● Text:
[Start of section]
According to the RKD he learned to draw from Alexander le Petit, and he spent 12 years in Italy. He returned home in 1661, where he collaborated with Jan de Bisschop on engravings. Both he and Bisschop were founding members of the Confrerie Pictura and Doudijns painted a large ceiling painting for the meeting hall that has not survived. His pupil Mattheus Terwesten made a sketch of this Allegory of the artists leaving the Hague Guild of St. Luke which is now in the Rijksmuseum print cabinet.

According to Houbraken he was the son of a mayor, and in Rome he joined the Bentvueghels with the nickname Diomedes. On his return became the head of the Confrerie Pictura. He was known for his wall and ceiling paintings, most notably the Judgment of Solomon in the Vierschaar, or courtroom, of the Hague city hall.

His pupils were Erasmus Arondeus, Frans Beeldemaker, Gijsbert de Bije, Bartholomeus van Burgindis, Arnoldus Gouda, Nicolaes Hooft, Pieter van der Hulst, Daniël Jacobsz., Lowys Paen, Nicolaes van Ravesteyn, Pieter van Reenen, Pieter Jansz van Ruyven, Augustinus Terwesten, Mattheus Terwesten, Michiel van der Valck, Daniël Walewijns, Domenicus van Wijnen, and Willem Wissing.
[End of section]
● Task to carry out:
Answer from the text above on Doudijns:
1. According to the RKD, who taught Doudijns to draw?
2. What nickname did Doudijns use in the Bentvueghels?
3. What is his most notable painting in the Vierschaar of the Hague city hall?

● Provided information:
[Start of section]
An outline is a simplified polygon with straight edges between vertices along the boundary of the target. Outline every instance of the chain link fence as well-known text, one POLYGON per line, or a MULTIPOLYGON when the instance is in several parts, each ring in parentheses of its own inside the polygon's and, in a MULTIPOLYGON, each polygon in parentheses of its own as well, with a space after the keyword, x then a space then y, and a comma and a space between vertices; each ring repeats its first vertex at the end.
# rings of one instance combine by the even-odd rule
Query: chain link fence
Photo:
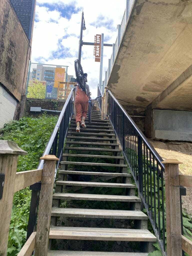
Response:
MULTIPOLYGON (((30 63, 26 95, 27 98, 58 98, 59 82, 67 82, 67 66, 30 63)), ((63 87, 63 85, 60 85, 63 87)))

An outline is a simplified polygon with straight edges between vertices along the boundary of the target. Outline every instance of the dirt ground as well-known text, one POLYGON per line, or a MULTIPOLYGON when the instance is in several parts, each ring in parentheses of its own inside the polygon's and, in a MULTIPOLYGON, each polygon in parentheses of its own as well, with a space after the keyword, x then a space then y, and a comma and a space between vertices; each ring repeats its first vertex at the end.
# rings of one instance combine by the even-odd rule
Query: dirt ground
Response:
MULTIPOLYGON (((180 173, 192 175, 192 143, 149 140, 164 160, 176 159, 182 162, 183 163, 179 166, 180 173)), ((183 208, 192 215, 192 188, 186 188, 186 195, 182 197, 183 208)))

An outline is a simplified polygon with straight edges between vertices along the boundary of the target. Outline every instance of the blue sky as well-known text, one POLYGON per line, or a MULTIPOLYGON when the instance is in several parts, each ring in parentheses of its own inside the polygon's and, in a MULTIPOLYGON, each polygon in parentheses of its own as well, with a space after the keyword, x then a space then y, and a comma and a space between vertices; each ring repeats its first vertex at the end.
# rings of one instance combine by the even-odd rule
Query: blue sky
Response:
MULTIPOLYGON (((68 66, 68 74, 75 76, 82 10, 87 28, 83 40, 93 42, 94 35, 103 33, 104 42, 112 44, 115 42, 117 26, 121 24, 125 5, 125 0, 37 0, 31 61, 68 66)), ((95 62, 93 51, 93 46, 83 46, 81 63, 88 74, 88 83, 94 97, 97 96, 100 64, 95 62)), ((104 47, 103 53, 103 80, 112 47, 104 47)))

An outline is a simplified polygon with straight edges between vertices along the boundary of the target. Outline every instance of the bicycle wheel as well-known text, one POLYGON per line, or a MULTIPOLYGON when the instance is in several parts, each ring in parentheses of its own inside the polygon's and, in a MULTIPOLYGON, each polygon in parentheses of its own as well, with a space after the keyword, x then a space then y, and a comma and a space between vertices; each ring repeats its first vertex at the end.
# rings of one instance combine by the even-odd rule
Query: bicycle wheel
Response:
POLYGON ((83 90, 85 90, 85 79, 83 69, 79 60, 75 61, 75 70, 77 82, 83 90))
POLYGON ((90 100, 89 101, 89 105, 88 106, 88 114, 89 115, 88 119, 89 123, 90 124, 91 122, 91 101, 90 100))

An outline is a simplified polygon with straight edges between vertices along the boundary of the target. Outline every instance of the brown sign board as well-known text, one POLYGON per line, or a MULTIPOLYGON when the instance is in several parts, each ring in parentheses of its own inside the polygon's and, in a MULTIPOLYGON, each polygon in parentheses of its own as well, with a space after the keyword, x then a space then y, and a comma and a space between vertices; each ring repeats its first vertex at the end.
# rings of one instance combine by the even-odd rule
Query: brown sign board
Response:
POLYGON ((93 55, 95 61, 100 62, 101 59, 101 35, 97 34, 94 39, 93 55))

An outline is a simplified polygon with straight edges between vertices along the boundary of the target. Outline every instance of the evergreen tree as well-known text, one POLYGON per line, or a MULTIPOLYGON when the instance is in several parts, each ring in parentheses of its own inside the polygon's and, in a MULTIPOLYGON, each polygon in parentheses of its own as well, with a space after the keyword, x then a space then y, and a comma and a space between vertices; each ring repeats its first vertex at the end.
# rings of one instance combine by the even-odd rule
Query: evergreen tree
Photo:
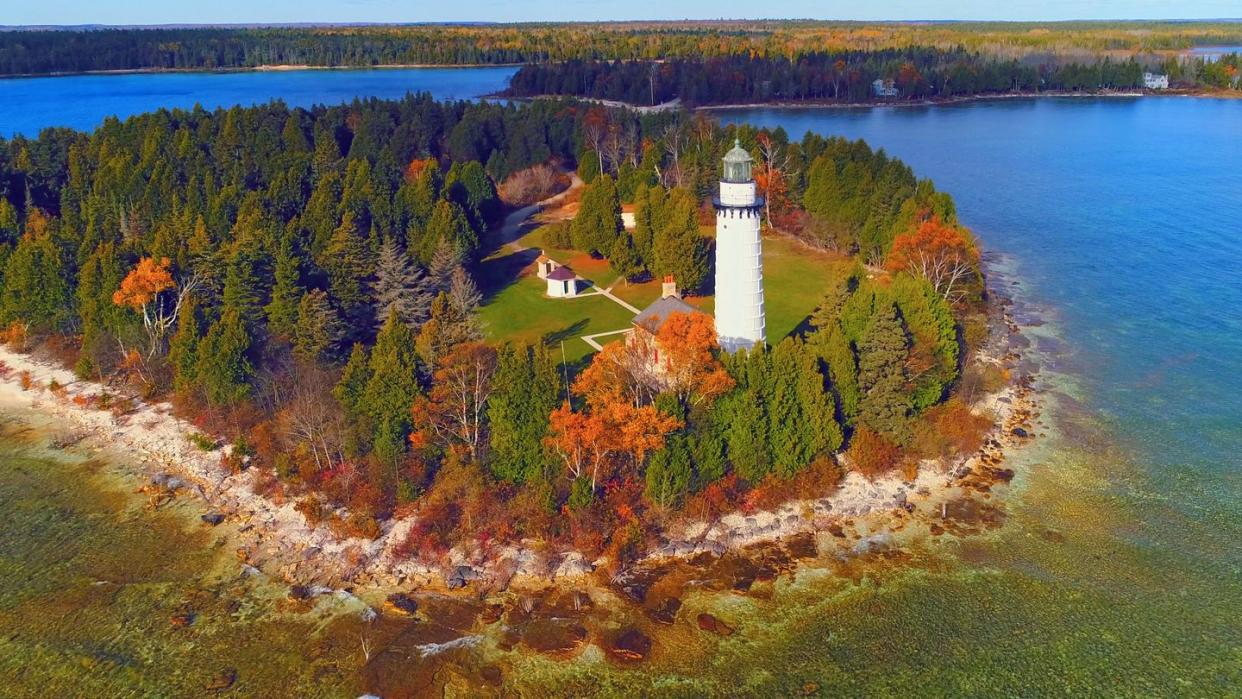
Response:
POLYGON ((878 309, 858 343, 858 421, 898 443, 904 443, 909 432, 908 353, 897 307, 878 309))
POLYGON ((340 374, 340 380, 332 390, 332 395, 345 413, 349 430, 345 435, 345 452, 356 456, 363 449, 363 436, 366 433, 366 411, 364 396, 366 385, 371 380, 371 359, 366 351, 366 345, 354 343, 354 349, 349 353, 349 361, 340 374))
POLYGON ((430 262, 441 242, 448 243, 458 259, 468 259, 478 250, 478 235, 462 207, 452 201, 441 200, 432 210, 417 243, 419 259, 430 262))
POLYGON ((330 359, 344 335, 345 328, 328 303, 328 294, 319 289, 302 294, 293 327, 294 355, 304 361, 330 359))
POLYGON ((647 462, 643 474, 647 499, 661 508, 672 507, 689 492, 693 477, 687 438, 684 435, 672 435, 664 448, 651 454, 651 461, 647 462))
POLYGON ((77 308, 82 320, 82 349, 75 371, 89 377, 102 374, 111 336, 119 330, 124 310, 112 302, 112 293, 124 278, 116 245, 101 243, 78 271, 77 308))
POLYGON ((173 368, 173 390, 186 395, 199 382, 199 344, 202 325, 194 303, 181 309, 176 320, 176 333, 168 348, 168 361, 173 368))
POLYGON ((626 282, 643 272, 642 261, 633 248, 633 241, 623 231, 616 237, 612 250, 609 252, 609 264, 626 282))
POLYGON ((492 473, 512 483, 539 478, 546 466, 544 435, 559 399, 556 368, 546 348, 505 345, 487 401, 492 473))
POLYGON ((698 207, 686 190, 673 190, 652 243, 651 273, 672 274, 687 292, 703 287, 712 271, 708 242, 699 235, 698 207))
POLYGON ((410 262, 395 241, 385 241, 375 268, 376 328, 394 310, 402 323, 417 328, 431 315, 432 298, 431 282, 422 269, 410 262))
POLYGON ((289 339, 298 322, 298 304, 303 295, 301 259, 291 235, 284 237, 276 253, 273 277, 272 298, 266 308, 267 329, 277 338, 289 339))
POLYGON ((226 308, 207 330, 197 351, 197 384, 215 406, 235 406, 250 397, 253 366, 250 334, 236 308, 226 308))
POLYGON ((384 463, 396 463, 406 449, 410 408, 419 395, 417 370, 410 328, 396 312, 389 313, 375 338, 361 404, 374 428, 373 449, 384 463))
POLYGON ((621 200, 616 183, 610 175, 604 175, 582 190, 578 216, 570 223, 574 247, 592 255, 607 255, 621 231, 621 200))
POLYGON ((37 331, 56 330, 70 320, 70 279, 51 232, 27 232, 5 263, 0 289, 0 323, 20 320, 37 331))
POLYGON ((328 273, 328 293, 349 325, 350 335, 364 335, 364 328, 370 329, 371 324, 368 282, 373 266, 353 215, 345 214, 340 226, 333 232, 319 266, 328 273))

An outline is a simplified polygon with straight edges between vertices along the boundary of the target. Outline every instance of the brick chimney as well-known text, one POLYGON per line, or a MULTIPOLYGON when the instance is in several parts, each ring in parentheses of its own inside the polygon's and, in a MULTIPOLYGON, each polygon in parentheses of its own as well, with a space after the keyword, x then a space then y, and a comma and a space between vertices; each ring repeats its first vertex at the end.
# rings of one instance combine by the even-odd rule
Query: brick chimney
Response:
POLYGON ((677 291, 677 279, 674 279, 672 274, 666 274, 664 287, 663 291, 660 293, 660 298, 668 298, 671 295, 682 298, 681 292, 677 291))

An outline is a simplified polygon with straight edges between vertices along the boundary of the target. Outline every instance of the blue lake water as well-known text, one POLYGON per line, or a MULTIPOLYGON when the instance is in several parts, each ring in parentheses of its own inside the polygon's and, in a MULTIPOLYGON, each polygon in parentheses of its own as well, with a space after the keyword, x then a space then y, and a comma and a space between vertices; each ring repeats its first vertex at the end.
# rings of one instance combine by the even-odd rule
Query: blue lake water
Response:
POLYGON ((515 71, 374 68, 0 78, 0 137, 35 137, 46 127, 93 129, 111 115, 124 118, 195 104, 215 109, 283 99, 293 107, 312 107, 355 97, 397 98, 407 92, 472 99, 508 87, 515 71))
MULTIPOLYGON (((510 71, 0 81, 0 133, 87 128, 111 113, 196 102, 313 104, 407 91, 465 98, 499 89, 510 71)), ((814 684, 831 695, 914 689, 974 697, 1236 697, 1242 685, 1242 101, 1009 99, 714 114, 780 125, 795 139, 806 130, 863 138, 953 194, 963 221, 999 253, 995 266, 1006 284, 1016 284, 1016 295, 1036 309, 1028 317, 1047 323, 1027 333, 1043 360, 1041 381, 1064 396, 1053 399, 1048 438, 1022 457, 1018 485, 1004 495, 1007 524, 997 531, 938 544, 935 555, 917 554, 861 580, 800 574, 774 585, 766 601, 688 598, 689 608, 728 615, 740 632, 717 643, 677 625, 658 641, 677 652, 638 668, 614 668, 591 653, 574 662, 501 656, 507 689, 792 695, 814 684)), ((118 549, 133 549, 113 551, 101 570, 164 555, 166 544, 143 535, 149 528, 139 515, 116 536, 112 529, 96 535, 92 523, 103 515, 73 515, 86 505, 65 485, 79 476, 37 463, 0 471, 0 508, 22 503, 26 513, 0 534, 0 544, 25 551, 14 536, 37 539, 68 528, 98 546, 116 538, 118 549)), ((97 504, 99 513, 114 507, 97 504)), ((30 598, 21 606, 0 596, 0 627, 11 613, 7 626, 20 629, 0 633, 0 658, 9 663, 0 659, 0 668, 35 668, 31 693, 52 687, 82 693, 83 648, 108 652, 88 653, 111 663, 107 673, 91 675, 107 680, 96 694, 132 689, 127 673, 149 672, 153 665, 142 658, 152 657, 200 674, 229 662, 243 679, 270 687, 281 687, 282 673, 313 668, 327 679, 310 694, 360 693, 351 670, 339 669, 344 661, 338 664, 320 648, 337 646, 317 641, 308 649, 301 627, 291 632, 282 618, 261 617, 266 626, 257 632, 247 626, 252 621, 204 622, 210 653, 166 625, 159 633, 127 632, 129 621, 116 602, 65 602, 53 582, 70 585, 78 557, 66 565, 63 551, 47 556, 0 565, 0 586, 30 598), (61 577, 45 572, 52 564, 61 577), (40 631, 27 610, 47 605, 72 613, 89 608, 92 625, 66 617, 43 625, 55 633, 40 631), (232 652, 256 633, 272 639, 273 672, 256 667, 262 663, 252 653, 232 652), (289 633, 297 638, 286 638, 289 633), (46 675, 58 679, 48 684, 46 675)), ((171 600, 165 606, 183 586, 202 585, 200 574, 178 570, 189 580, 160 587, 171 600)), ((152 603, 137 592, 133 600, 134 607, 152 603)), ((339 653, 355 642, 348 637, 339 653)), ((491 646, 481 648, 487 653, 491 646)), ((148 674, 143 687, 153 694, 200 688, 202 679, 190 675, 148 674)))

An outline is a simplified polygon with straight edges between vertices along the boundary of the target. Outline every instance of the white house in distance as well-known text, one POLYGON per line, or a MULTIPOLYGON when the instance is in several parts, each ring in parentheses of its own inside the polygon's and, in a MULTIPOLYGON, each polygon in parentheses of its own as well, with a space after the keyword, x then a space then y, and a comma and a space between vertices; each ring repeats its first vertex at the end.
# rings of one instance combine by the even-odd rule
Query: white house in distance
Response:
POLYGON ((1148 89, 1169 89, 1169 76, 1143 73, 1143 87, 1148 89))
POLYGON ((548 295, 553 298, 573 298, 578 295, 578 274, 564 264, 556 264, 548 276, 548 295))
POLYGON ((539 258, 535 259, 535 274, 538 274, 540 279, 546 279, 548 274, 551 274, 551 271, 558 267, 560 267, 560 262, 556 262, 544 255, 544 251, 539 251, 539 258))
POLYGON ((764 197, 750 176, 753 159, 734 143, 724 156, 715 197, 715 334, 734 353, 766 341, 764 248, 759 236, 764 197))
POLYGON ((876 94, 876 97, 900 96, 900 92, 897 89, 897 86, 893 84, 893 81, 886 81, 881 78, 876 78, 876 82, 871 83, 871 91, 872 93, 876 94))

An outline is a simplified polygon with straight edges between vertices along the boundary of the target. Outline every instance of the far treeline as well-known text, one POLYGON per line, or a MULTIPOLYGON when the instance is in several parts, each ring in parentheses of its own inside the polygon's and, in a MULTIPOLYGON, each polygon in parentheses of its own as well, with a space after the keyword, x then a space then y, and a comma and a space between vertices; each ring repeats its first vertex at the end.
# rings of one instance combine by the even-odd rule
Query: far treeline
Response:
POLYGON ((411 552, 534 536, 620 560, 671 514, 970 453, 1000 381, 966 363, 982 310, 953 200, 862 142, 425 96, 0 140, 0 339, 107 386, 82 406, 170 399, 313 524, 374 536, 417 512, 411 552), (722 356, 709 315, 676 315, 657 372, 642 341, 564 366, 488 335, 487 289, 515 283, 481 259, 520 204, 503 192, 554 166, 590 180, 566 245, 710 291, 704 196, 734 139, 765 220, 838 253, 804 328, 722 356))
POLYGON ((976 94, 1100 92, 1143 88, 1143 73, 1169 76, 1170 87, 1230 89, 1238 81, 1237 53, 1218 60, 1109 57, 1089 62, 995 58, 963 48, 886 48, 705 60, 566 61, 523 66, 513 97, 575 96, 628 104, 681 99, 687 106, 763 102, 871 102, 874 81, 895 88, 886 98, 928 99, 976 94))
POLYGON ((1159 58, 1240 46, 1238 22, 687 21, 0 31, 0 74, 258 66, 503 65, 756 56, 927 46, 989 56, 1159 58), (1148 56, 1154 55, 1154 56, 1148 56))

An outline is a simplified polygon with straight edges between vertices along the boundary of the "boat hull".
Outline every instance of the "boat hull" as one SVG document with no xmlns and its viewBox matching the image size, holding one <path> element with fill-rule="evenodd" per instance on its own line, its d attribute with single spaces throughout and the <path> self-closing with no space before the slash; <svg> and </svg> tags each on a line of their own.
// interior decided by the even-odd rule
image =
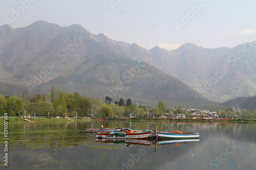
[End of section]
● Your response:
1. Alexander le Petit
2. Diomedes
3. The Judgment of Solomon